What the task asks - Copy every line of the items below word for word, leaving out the pictures.

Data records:
- - - -

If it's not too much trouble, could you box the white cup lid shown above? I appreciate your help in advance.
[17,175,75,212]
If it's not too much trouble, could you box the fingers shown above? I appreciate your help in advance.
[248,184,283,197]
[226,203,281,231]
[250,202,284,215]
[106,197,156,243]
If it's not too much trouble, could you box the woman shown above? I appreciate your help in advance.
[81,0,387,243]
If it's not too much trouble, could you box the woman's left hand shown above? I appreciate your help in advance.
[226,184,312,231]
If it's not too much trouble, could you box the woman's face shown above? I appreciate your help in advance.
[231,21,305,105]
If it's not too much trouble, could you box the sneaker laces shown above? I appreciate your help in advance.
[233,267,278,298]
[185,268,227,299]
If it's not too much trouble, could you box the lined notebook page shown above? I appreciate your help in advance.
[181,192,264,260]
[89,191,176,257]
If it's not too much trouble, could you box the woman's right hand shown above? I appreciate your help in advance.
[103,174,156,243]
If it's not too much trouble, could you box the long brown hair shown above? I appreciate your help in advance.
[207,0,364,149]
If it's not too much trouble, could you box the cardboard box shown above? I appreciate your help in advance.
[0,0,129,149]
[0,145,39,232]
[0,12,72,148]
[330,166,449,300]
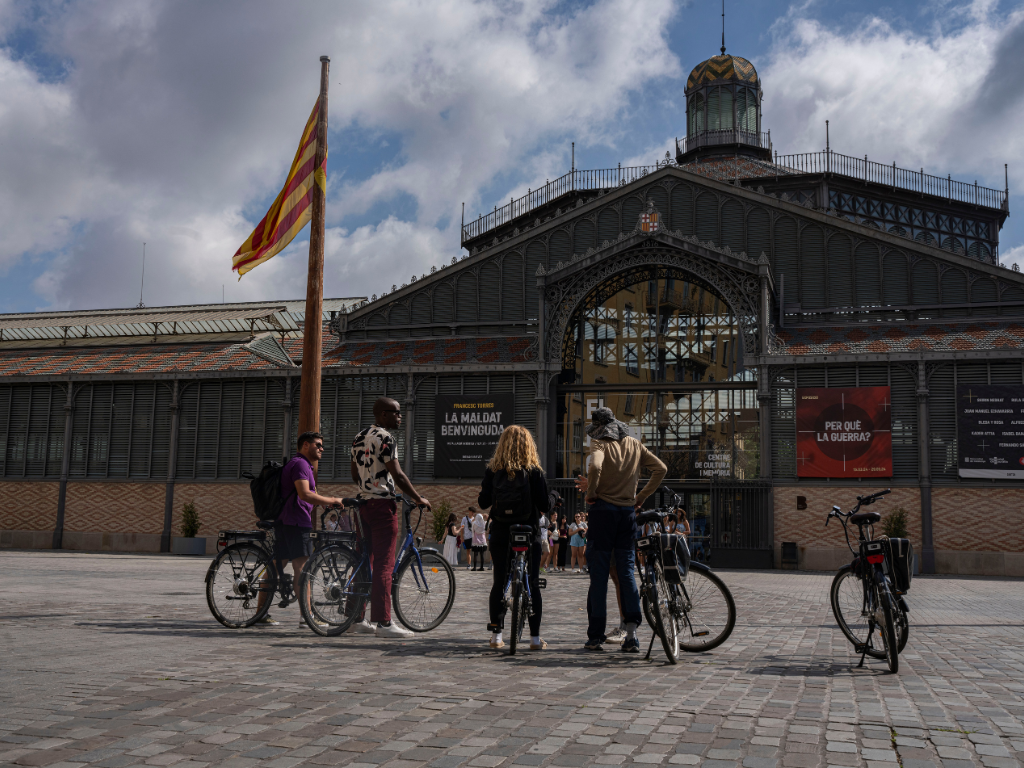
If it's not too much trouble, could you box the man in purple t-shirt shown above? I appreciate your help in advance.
[260,432,341,627]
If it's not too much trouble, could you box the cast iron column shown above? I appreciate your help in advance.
[918,360,935,573]
[50,381,75,549]
[160,379,181,552]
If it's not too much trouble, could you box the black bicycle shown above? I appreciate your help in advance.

- - - -

Response -
If it's not too much trouble, could you box the white cup lid shown above? I appreciate your help in advance.
[17,175,75,212]
If it's not too much trouble, could you box the fingers shown above? I appreciate your help in advance.
[248,184,283,197]
[226,203,281,231]
[250,202,284,215]
[106,197,156,243]
If it's not too much trouble, could you box the woman shown above? I appreciate your help in advance.
[81,0,387,243]
If it's not too much trouble, could you box the woman's left hand shown above? I appreciate your help in advance.
[226,184,312,231]
If it's not too much trouble, could you box the woman's face shown above? I appreciate your help in advance.
[231,21,305,105]
If it's not too much trouble, could you box the sneaker laces shown above? I appreciate your help in advance.
[233,267,278,298]
[185,268,227,299]
If it's not too much trouble, could you box the lined notebook page shown above? I appreciate your help in advance.
[181,192,264,260]
[89,191,176,257]
If it's not too much trouble, could you box the woman's right hand shown above? I appreciate your help in advance.
[103,174,156,243]
If it's not too much trouble, could you box the long brown hair shown above? I appreciate your help in advance.
[207,0,364,149]
If it's not too much trouble, could you box the cardboard box shown above? I appreciate your help in advance.
[0,0,129,149]
[0,145,39,232]
[0,12,72,148]
[330,166,449,300]
If it's not too much trouble, could you box the man in purple t-shirt shown above? I appreciate your help in advance.
[260,432,341,627]
If it's not too much trouble, could you box the cast iron column shown above? I appreciate your help in advance.
[918,360,935,573]
[50,381,75,549]
[160,379,181,552]
If it's not too much trouble, could you box the black bicycle shown above? I appreciate your help in advance.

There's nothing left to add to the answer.